══ Given data ══

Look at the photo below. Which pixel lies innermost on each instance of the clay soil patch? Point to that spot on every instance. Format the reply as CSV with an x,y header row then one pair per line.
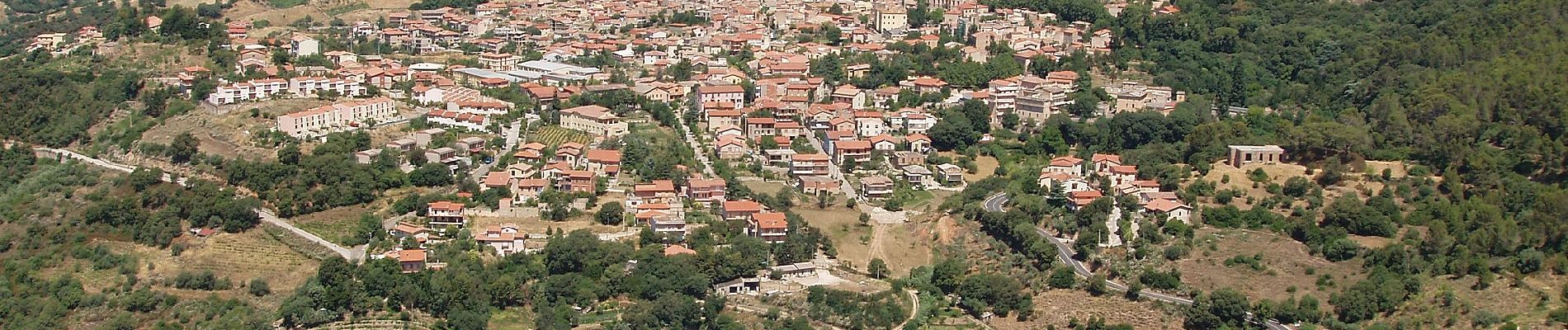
x,y
1285,262
1059,307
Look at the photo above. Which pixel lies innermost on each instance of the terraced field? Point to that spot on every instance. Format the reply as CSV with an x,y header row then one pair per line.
x,y
559,134
254,254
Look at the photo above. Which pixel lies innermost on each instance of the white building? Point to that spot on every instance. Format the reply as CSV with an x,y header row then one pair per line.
x,y
336,118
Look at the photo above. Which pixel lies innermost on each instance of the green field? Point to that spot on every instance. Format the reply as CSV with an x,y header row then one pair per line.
x,y
557,134
517,318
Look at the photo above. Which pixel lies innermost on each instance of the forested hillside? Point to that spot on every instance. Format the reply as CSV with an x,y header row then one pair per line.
x,y
1473,85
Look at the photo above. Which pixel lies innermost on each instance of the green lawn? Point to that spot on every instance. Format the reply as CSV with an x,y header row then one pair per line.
x,y
559,134
517,318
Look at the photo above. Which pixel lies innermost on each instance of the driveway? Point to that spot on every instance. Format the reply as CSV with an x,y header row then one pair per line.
x,y
1065,254
357,254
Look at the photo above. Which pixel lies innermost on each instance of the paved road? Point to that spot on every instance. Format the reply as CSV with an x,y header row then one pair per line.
x,y
1065,254
266,214
697,149
512,132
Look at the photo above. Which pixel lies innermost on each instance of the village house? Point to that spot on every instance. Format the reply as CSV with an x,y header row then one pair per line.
x,y
411,260
1240,155
857,150
815,185
576,182
740,210
593,120
597,160
951,174
409,232
806,165
1174,210
1066,165
706,190
877,186
659,191
916,174
505,238
770,227
733,94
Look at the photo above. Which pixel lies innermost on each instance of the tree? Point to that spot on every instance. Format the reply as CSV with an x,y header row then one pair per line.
x,y
1223,309
184,148
611,213
259,286
1062,279
993,293
144,177
289,153
877,268
1097,285
947,274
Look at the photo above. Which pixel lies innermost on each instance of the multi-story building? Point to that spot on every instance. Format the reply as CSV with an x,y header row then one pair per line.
x,y
770,227
706,190
877,186
725,92
805,165
253,90
333,118
593,120
893,19
446,213
309,87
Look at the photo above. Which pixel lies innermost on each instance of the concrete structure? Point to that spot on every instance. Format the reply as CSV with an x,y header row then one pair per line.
x,y
1240,155
593,120
334,118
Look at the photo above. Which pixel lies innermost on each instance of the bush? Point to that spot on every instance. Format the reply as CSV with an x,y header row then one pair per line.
x,y
259,286
1175,252
200,280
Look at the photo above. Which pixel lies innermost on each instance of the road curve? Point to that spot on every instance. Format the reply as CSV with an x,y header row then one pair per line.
x,y
266,214
1065,254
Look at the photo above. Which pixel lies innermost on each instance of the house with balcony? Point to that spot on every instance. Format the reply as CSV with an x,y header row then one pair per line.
x,y
877,186
770,227
658,191
706,190
446,213
916,174
815,185
599,160
503,238
1066,165
805,165
595,120
758,127
857,150
951,174
576,182
740,210
668,225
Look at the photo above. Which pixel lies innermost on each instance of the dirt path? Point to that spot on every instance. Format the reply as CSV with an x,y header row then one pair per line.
x,y
878,239
350,254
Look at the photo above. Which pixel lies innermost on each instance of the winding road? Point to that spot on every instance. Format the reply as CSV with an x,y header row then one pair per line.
x,y
353,254
1065,254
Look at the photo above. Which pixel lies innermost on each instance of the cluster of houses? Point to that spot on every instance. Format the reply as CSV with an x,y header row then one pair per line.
x,y
1103,176
336,118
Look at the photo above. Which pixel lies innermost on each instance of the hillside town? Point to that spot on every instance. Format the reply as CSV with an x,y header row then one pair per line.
x,y
763,165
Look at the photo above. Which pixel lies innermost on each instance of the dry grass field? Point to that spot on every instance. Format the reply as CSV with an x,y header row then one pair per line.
x,y
334,224
1059,307
985,166
1518,304
1286,265
239,257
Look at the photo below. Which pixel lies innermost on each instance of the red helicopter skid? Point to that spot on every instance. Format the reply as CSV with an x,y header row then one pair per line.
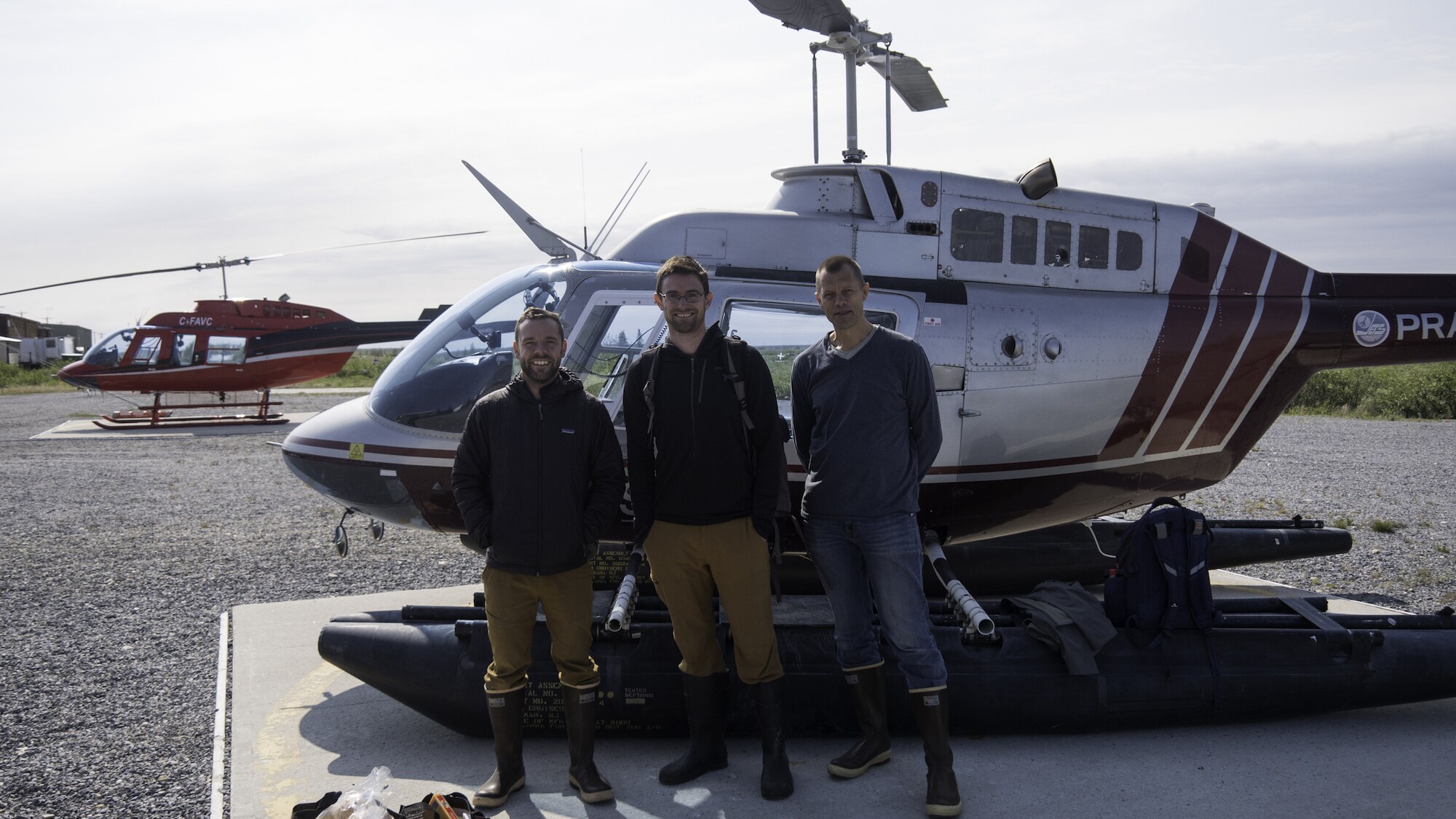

═══

Transcribe all the records above word for word, without their images.

→ **Written answer**:
Look at the photo below. Which pixel lies innermost on each instance of the clay soil patch? Point to that spot on every instance. Format the reply as CSV with an x,y header row then one pair per line.
x,y
1285,262
1059,307
Look at the photo above. Which pixel lies innermost on each instance of the terraced field? Point to that spot on every instance. Format the reply as CSV with an x,y header row then one pair per line.
x,y
559,134
254,254
Look at the photo above. Which pixel lies innermost on each instance of the white building? Point to that spot on every instance. Format the reply as CSV with an x,y header row then one pair per line.
x,y
336,118
Look at the photo above. Which pixel lies innermost on each instance of the green field? Point to that spot on every instance. Format the reply as CSV with an x,y header row then one pair per line.
x,y
557,134
517,318
Look at the photo above. Which pixel lies innermost on each instance of the forested hillside? Point to that spot on every instance. Format the reply as CSV with an x,y header row then one pair per line.
x,y
1473,85
Look at the photo above. Which pixel lies innermost on each instance of the green lawn? Point to that spot on every instance. Format the reply as CSV with an x,y header row then one pair per line.
x,y
559,134
517,318
Look at the photo above. Which pixel lies innermost on each instance of the driveway? Point to that spot on every instance. Format the reply as CSV with an x,y header row then one pair per line.
x,y
1065,254
357,254
Look at the photo above. Which pixel lies innermost on each instance of the paved road? Point to that spot on every instance. Format the reply as CSV with an x,y header row then one pair per line.
x,y
1065,254
266,214
697,149
512,132
Look at the photo above. Which pixel lies innermost on each instance of the village house? Point to that spot on every instance. Format the reply as CSV with an x,y header row then one pair per line.
x,y
411,260
1240,155
857,150
815,185
576,182
740,210
593,120
597,160
951,174
409,232
806,165
1174,210
1066,165
706,190
877,186
659,191
916,174
505,238
770,227
733,94
Look at the photo above. Which pixel lies innermost on each instance of the tree? Point to that spot on every instance. Format the reply as CSV with an x,y header row then one pair per line.
x,y
1223,309
184,148
611,213
259,286
1062,279
993,293
144,177
289,153
877,268
1097,285
947,274
Look at the photo above. Which pixel lies innermost on each instance of the multi-story building? Point to that spot on every instance. Format the reply as CSV with an x,y header row then one pair per line.
x,y
770,227
706,190
877,186
725,92
805,165
253,90
333,118
593,120
893,19
446,213
309,87
Look at the photo above. Which pixel lies innermost on each instance of the concrete structure? Point to that spot on every instance. Format the reply as CSV with an x,y header row then one pair per line.
x,y
1240,155
593,120
334,118
Look at the photo above. Which pixel lies innermost on each instance of the bush? Point to that spot on every instance. Format the reply as CSV with an x,y header row then one pair per line.
x,y
259,286
1175,252
200,280
Look at the photo above. Which pixel lies innermost on each instance of the road curve? Point to that spot on every instance. Format the reply as CSV with an x,y header row then one pair per line.
x,y
266,214
1065,254
Look at the photo above. Which pixel lies innermost on each instance of the house with balcony? Point to that spot on every instance. Format the reply as CSV with an x,y header row then one pair per line.
x,y
877,186
770,227
658,191
706,190
446,213
916,174
815,185
599,160
503,238
1066,165
805,165
595,120
758,127
857,150
951,174
576,182
740,210
668,225
Look at the photo above. Which pixel lies innermost on each instance of the dirt path? Point to that spot on every instance. Format the reply as CSV with an x,y header row then one pair per line.
x,y
878,239
350,254
Look at the photo above. Which pixel lies innermost on each instance of the winding road? Point to that spot on every instance. Format the reply as CSV with an x,y header row then one pair per line.
x,y
353,254
1065,254
Look at the photo above. Which pixel lies innermost on each instance of the cluster of houses? Point to that spot on every instance. Format the reply as CSV with an x,y header row then one pair per line.
x,y
1103,176
336,118
Look at the photo above. Which pixel lies innermost on each instance of the hillside town? Point to that spot on every instance. Format the reply as CSV with an x,y header row then one pair per line.
x,y
763,165
Look at the photo above. Which pixel lies innermost on each instance of the dry grass field? Point to that spot on every instance. Format the reply as CSV with an x,y header row then one pair per line.
x,y
334,224
1059,307
985,166
1518,304
1286,265
239,257
Look at the photo below. Which pixel lies innermost on each instance of the red helicopter skid? Point to that spot on every instance. Format the reply as CSV with an x,y header row then one pair per line.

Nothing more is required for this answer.